___ Supplied records ___
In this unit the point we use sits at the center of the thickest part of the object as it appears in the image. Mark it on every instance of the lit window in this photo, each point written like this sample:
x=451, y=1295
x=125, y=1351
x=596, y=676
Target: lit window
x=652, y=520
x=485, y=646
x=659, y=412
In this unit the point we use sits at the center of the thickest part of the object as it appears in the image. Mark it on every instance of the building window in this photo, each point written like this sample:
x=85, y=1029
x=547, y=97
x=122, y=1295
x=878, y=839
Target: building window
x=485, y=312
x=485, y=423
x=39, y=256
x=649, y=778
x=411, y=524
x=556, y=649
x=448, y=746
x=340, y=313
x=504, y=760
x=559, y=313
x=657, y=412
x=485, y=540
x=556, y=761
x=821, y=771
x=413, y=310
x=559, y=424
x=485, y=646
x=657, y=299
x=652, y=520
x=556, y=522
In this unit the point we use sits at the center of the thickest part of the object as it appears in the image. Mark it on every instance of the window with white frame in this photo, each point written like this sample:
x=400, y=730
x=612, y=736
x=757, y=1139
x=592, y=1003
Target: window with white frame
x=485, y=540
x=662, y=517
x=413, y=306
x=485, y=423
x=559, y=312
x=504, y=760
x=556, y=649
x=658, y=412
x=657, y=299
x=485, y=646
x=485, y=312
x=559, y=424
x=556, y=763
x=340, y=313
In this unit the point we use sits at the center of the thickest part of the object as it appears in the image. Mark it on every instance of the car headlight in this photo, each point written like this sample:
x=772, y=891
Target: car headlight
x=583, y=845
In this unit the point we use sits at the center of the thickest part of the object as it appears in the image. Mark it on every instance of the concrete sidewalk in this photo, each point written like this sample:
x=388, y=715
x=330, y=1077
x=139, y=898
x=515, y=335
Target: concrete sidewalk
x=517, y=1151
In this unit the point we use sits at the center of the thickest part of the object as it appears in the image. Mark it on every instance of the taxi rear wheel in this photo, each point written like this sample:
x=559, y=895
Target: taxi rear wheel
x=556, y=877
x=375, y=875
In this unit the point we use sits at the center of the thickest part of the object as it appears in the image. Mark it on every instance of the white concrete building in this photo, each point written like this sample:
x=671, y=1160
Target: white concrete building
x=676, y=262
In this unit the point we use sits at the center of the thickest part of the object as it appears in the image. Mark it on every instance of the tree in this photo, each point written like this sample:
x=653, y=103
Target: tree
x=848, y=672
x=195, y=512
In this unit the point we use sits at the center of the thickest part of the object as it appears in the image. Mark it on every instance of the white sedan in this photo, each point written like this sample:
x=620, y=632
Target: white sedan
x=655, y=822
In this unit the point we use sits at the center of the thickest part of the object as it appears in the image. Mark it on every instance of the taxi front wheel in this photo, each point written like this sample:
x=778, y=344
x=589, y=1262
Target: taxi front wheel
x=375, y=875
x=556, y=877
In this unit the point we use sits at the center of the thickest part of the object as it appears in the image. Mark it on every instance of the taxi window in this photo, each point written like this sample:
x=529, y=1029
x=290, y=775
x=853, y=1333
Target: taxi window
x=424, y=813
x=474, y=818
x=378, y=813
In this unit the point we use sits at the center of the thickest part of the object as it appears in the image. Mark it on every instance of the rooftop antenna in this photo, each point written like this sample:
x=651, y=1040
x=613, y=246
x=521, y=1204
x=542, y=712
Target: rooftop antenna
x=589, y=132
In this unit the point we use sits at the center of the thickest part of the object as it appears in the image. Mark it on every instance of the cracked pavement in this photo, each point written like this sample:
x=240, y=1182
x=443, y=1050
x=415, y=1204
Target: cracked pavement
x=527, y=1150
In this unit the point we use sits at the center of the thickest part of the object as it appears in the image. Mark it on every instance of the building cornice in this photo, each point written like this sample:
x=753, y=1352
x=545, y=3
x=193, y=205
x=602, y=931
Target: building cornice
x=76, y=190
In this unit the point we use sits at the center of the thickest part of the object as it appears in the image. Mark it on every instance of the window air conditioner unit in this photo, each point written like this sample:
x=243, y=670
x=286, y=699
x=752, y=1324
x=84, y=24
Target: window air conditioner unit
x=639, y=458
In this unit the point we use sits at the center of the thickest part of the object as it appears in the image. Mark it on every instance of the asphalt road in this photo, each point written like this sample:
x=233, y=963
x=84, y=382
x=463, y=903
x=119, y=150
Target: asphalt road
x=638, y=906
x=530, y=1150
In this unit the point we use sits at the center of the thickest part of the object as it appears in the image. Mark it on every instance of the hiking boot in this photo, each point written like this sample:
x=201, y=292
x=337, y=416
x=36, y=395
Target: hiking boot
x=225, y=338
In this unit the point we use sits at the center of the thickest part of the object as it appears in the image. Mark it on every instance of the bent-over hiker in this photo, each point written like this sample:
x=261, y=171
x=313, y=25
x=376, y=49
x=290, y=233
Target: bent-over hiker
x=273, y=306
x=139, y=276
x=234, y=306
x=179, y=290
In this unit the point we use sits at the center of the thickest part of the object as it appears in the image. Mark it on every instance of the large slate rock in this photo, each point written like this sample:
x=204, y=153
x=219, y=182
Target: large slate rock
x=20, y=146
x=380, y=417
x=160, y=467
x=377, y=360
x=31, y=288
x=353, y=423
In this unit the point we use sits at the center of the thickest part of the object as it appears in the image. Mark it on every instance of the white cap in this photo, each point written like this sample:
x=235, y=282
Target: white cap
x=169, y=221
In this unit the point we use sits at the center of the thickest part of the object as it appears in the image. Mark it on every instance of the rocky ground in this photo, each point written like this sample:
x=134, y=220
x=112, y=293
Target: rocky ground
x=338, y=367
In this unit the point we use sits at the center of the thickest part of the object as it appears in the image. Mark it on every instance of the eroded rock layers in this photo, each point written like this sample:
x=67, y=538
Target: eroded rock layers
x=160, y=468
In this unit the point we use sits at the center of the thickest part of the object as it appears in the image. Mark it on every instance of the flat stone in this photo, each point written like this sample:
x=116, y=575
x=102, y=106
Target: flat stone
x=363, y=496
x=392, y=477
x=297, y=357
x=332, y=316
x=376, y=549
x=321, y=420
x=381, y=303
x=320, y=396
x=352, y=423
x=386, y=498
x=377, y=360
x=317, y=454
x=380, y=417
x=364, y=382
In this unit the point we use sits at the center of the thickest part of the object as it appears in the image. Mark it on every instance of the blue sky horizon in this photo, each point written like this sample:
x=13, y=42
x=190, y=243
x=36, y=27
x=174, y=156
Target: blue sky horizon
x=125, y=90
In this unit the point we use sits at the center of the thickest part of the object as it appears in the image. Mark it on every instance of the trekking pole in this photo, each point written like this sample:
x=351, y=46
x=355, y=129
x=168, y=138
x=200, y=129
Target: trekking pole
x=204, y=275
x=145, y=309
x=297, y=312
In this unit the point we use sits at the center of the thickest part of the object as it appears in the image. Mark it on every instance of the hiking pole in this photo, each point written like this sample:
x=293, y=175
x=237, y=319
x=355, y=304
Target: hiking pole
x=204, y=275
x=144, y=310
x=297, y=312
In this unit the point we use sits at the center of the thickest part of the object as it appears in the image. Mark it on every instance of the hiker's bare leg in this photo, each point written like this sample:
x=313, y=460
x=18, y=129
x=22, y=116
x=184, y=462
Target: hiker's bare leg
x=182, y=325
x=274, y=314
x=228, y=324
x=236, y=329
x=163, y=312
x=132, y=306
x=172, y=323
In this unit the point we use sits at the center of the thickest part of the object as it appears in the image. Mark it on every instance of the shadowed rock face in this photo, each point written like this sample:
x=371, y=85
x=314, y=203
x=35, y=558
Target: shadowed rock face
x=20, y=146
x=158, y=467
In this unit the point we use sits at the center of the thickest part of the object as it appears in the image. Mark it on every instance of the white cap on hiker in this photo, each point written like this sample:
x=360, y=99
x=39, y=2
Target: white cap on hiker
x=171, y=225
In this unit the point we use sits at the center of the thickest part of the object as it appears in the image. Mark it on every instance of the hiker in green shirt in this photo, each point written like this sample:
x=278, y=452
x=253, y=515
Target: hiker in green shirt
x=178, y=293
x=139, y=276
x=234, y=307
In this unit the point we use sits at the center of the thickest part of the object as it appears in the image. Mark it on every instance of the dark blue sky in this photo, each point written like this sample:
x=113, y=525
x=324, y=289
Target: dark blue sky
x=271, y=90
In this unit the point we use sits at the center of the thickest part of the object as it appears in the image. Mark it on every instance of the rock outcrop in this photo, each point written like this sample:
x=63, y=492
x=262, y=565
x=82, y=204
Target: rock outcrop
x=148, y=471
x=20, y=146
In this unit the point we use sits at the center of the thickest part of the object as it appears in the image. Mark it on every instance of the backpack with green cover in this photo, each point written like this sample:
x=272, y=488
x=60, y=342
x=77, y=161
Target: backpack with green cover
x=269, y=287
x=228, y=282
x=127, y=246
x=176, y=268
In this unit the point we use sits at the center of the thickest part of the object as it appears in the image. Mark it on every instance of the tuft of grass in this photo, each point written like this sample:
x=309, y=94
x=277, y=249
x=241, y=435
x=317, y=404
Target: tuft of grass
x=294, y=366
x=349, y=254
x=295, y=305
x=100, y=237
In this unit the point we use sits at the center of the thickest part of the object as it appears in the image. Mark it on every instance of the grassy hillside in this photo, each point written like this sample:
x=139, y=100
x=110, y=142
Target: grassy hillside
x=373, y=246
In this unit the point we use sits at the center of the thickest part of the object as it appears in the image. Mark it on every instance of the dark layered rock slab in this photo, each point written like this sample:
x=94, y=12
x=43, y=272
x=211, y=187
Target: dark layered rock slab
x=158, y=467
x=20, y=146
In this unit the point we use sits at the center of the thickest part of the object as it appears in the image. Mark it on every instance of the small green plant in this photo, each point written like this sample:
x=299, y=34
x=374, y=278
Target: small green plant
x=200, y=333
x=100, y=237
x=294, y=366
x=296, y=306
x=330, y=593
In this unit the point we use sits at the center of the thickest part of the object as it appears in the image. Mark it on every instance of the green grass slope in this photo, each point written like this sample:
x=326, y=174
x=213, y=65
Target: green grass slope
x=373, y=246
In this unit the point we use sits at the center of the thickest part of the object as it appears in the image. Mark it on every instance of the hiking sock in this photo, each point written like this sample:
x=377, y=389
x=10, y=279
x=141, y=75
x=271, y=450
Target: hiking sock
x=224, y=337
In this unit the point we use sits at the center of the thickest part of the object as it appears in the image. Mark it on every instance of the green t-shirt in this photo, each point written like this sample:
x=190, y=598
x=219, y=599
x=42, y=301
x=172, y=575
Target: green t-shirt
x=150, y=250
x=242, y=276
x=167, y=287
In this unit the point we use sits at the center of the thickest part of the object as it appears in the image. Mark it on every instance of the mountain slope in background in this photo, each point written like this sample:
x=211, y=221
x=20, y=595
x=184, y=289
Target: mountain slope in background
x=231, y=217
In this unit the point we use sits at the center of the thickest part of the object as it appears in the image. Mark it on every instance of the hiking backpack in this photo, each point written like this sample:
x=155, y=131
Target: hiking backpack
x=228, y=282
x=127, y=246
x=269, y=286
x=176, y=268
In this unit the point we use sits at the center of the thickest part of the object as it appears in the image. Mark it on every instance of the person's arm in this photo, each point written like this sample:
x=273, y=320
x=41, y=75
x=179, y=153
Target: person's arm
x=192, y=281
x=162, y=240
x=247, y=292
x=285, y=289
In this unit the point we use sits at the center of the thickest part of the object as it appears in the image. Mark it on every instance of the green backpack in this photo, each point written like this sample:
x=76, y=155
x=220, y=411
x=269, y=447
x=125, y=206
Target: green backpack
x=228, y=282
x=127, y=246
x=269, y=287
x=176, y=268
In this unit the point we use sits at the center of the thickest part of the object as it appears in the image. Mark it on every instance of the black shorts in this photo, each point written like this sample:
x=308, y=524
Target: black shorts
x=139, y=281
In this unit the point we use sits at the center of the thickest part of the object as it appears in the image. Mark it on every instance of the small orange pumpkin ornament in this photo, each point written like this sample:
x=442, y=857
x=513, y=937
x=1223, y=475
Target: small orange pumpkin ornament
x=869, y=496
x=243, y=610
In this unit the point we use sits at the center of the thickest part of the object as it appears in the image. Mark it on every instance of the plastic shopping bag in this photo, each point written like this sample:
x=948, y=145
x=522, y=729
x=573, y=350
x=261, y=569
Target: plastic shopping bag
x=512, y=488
___
**What you are asked to do**:
All lines in the data above from the one with "x=351, y=46" through the one with "x=355, y=304" must be repeated exactly, and no others.

**Result below**:
x=351, y=46
x=355, y=129
x=168, y=138
x=200, y=129
Target: trekking pole
x=204, y=275
x=145, y=309
x=297, y=312
In this unit the point we use sits at the center of the thickest part of the object as it appears in the image. Mark it on every instance of the hiking pole in this photo, each point written like this sample:
x=293, y=175
x=237, y=319
x=355, y=304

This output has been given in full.